TEXT EXCERPT =
——————
In my 20s and early 30s, before I had kids tumbling in, metaphorically—and sometimes actually—clanging cymbals and shaking me awake before I had time to properly get up, I used to think of three things I was grateful for, before I started my day. It was an idea that I had heard someone suggest on a radio station several thousand moons ago.
These small moments carried me through some difficult times, some grief and even some real livelihood and family challenges. I later realized it was a kind of Reb Nachman-style prayer that I had developed on my own, praising God in my own words during the quietest time of my day. But I found that gratitude doesn’t only work for the religious among us.
Today, in this surreal news cycle that causes real panic attacks, many Americans feel they have no choice but to protest the status quo. Many Americans also fear that the police can’t or don’t have the resources to respond to escalating violence in these protests. Many Americans also have real concern that the pandemic’s aftereffects are doing irreparable damage to our society and childrens’ mental health.
With these ideas at the forefront of my mind, I have dug deeper into gratitude. I have been trying to see everything we do and everything we say to one another through a more aggressive and turbo-charged lens of gratitude. One thing that appears constant to me, that we have tried to portray each and every week in this newspaper, is that it is a fact that there are still good people in the world.
Like Mr. Rogers, Anne Tyler, Anne Frank, the Lubavitcher Rebbe and many others, it seems even more important than ever to seek out the positivity in our worlds, to “look for the helpers” amid every disaster. It’s also important to “see the positives” in American history and understand the idea that iconoclasm, literally the idea that everything from the past has been corrupted by current happenings and must be changed, is not a great environment in which families and individuals can exist in safety. This idea is expanded on in a book I read last year called “Social Vision: The Lubavitcher Rebbe’s Transformative Paradigm for the World,” by Philip Wexler, and another volume called “Positivity Bias: Practical Wisdom for Positive Living Inspired by the Life and Teachings of The Lubavitcher Rebbe,” by Mendel Kalmenson.
Like during the Vietnam War protests and the Cuban missile crisis, there is still and always has been a need for us, despite strong emotions, to keep the peace, to value our peacekeepers, to add levity to our surroundings, to be kind to others and to do our parts to stand for calmness, creativity and resourcefulness. It is not time to throw out the baby with the bathwater and “defund the police.”
This spring and summer’s societal unrest and increasingly divisive, racially charged political field that has followed the pandemic lockdown requires a real response that I am not finding in many news sources. I know many will pooh-pooh this as an over-simplified idea, but I ask them to reconsider. Many people feel that having gratitude for what we find and identify as good in the world, and applauding “those who help,” are literally the only ideas that ease our minds in these raucous times.
The questions of what ails our society for me are not “Who is at fault?” or “What people need to be punished for this injustice?” or “What statue should we pull down next?,” but “Who is rising up despite circumstances?” “Who is spending time comforting others?” and “What have I done lately for the carers among us?”
I don’t believe that this is my innate privilege speaking. I don’t believe any overarching “systems” are at fault for our society’s screams right now. I believe that all human beings have the capacity for greatness and kindness, and all human beings have the capacity to rise beyond their circumstances. But it does depend on how one sees the world; I believe it works best with a lens of gratitude.
——————
WHAT YOU NEED TO DO = Duplicate the part of the essay on gratitude that runs from "This spring and" to "these raucous times.", word for word. The items that follow are separate material and have no connection to the essay on gratitude.
——————
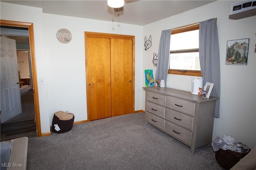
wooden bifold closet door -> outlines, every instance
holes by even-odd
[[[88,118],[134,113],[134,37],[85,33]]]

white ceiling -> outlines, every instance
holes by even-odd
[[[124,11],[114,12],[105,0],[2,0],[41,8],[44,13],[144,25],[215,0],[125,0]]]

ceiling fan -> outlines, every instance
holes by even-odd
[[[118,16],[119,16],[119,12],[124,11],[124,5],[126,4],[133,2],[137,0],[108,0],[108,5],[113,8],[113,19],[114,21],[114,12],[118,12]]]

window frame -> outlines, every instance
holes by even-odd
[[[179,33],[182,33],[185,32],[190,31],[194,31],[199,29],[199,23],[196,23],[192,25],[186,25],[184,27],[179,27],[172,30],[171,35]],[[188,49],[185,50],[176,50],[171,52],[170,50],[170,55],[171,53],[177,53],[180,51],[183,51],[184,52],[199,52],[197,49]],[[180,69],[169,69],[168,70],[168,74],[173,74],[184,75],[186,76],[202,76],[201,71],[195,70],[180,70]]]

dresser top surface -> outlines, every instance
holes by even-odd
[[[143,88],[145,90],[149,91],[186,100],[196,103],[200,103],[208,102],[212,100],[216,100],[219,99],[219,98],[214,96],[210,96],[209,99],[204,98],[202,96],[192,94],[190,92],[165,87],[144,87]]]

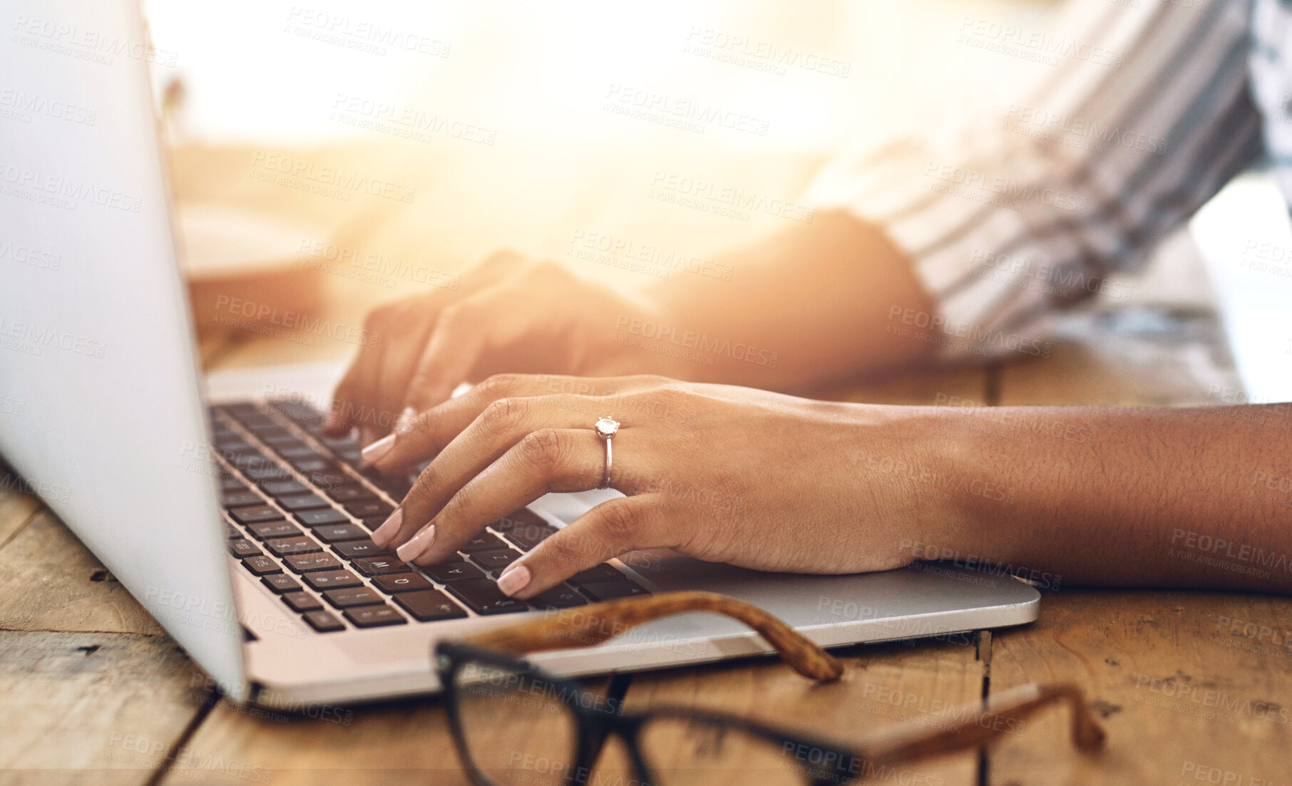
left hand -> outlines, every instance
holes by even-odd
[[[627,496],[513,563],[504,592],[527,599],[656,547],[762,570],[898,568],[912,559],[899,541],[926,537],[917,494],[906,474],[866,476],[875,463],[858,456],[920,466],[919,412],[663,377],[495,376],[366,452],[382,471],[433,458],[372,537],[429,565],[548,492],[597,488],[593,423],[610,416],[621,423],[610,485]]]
——————
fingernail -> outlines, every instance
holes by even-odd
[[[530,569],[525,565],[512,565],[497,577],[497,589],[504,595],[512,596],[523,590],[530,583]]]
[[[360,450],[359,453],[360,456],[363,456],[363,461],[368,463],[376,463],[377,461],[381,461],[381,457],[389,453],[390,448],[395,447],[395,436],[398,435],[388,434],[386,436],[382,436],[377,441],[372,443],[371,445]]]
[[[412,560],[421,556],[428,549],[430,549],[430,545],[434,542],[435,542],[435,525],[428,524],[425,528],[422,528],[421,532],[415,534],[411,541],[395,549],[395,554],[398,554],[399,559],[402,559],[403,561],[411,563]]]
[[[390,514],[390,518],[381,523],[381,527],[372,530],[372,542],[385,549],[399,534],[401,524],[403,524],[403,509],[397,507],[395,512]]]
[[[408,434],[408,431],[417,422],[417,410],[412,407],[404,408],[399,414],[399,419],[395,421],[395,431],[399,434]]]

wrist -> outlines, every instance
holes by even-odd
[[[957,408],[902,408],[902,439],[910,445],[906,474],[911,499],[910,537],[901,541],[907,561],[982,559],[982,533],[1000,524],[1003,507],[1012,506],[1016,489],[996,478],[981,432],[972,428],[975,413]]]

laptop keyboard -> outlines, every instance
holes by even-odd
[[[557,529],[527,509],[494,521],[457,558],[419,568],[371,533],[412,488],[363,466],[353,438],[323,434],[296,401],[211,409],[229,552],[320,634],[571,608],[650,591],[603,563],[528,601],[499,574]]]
——————
THE ANSWER =
This spring and summer’s societal unrest and increasingly divisive, racially charged political field that has followed the pandemic lockdown requires a real response that I am not finding in many news sources. I know many will pooh-pooh this as an over-simplified idea, but I ask them to reconsider. Many people feel that having gratitude for what we find and identify as good in the world, and applauding “those who help,” are literally the only ideas that ease our minds in these raucous times.